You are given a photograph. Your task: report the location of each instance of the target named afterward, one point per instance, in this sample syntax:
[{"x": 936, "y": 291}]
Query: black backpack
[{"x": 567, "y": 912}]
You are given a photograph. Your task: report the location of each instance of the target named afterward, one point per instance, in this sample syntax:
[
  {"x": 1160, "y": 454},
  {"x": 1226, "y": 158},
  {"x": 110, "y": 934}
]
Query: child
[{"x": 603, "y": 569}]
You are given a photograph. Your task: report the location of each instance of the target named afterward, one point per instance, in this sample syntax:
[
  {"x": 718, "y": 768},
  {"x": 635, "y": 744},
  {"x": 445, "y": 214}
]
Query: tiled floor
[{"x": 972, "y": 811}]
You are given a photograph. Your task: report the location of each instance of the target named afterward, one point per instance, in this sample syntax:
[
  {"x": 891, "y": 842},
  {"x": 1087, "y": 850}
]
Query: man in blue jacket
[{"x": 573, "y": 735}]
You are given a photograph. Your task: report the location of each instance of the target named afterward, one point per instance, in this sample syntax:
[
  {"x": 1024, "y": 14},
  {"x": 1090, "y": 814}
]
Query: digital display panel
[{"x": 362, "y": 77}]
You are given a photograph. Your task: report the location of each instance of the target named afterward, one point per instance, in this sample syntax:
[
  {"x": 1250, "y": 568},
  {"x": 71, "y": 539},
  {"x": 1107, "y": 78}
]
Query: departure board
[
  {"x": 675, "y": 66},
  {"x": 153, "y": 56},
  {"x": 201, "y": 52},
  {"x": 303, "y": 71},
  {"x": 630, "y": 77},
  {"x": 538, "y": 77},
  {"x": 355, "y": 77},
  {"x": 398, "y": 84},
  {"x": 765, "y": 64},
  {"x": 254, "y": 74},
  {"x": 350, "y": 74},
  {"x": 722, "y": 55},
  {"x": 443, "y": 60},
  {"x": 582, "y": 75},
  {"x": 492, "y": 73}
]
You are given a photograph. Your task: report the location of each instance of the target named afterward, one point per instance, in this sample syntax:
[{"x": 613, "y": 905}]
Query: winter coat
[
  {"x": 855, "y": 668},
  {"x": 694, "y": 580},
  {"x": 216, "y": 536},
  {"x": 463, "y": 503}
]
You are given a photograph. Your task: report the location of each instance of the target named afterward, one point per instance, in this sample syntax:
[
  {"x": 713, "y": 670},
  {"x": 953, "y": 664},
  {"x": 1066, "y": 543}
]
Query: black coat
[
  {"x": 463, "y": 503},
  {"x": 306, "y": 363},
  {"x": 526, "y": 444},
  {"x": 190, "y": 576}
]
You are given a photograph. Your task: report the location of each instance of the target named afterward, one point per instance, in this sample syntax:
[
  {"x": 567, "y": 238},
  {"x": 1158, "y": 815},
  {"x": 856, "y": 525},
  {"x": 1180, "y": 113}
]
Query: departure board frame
◆ ◆ ◆ ◆
▶ Exercise objective: Count the lines of the listing above that contain the string "black", treating case as significant, and give only the number.

▶ Written answer: 2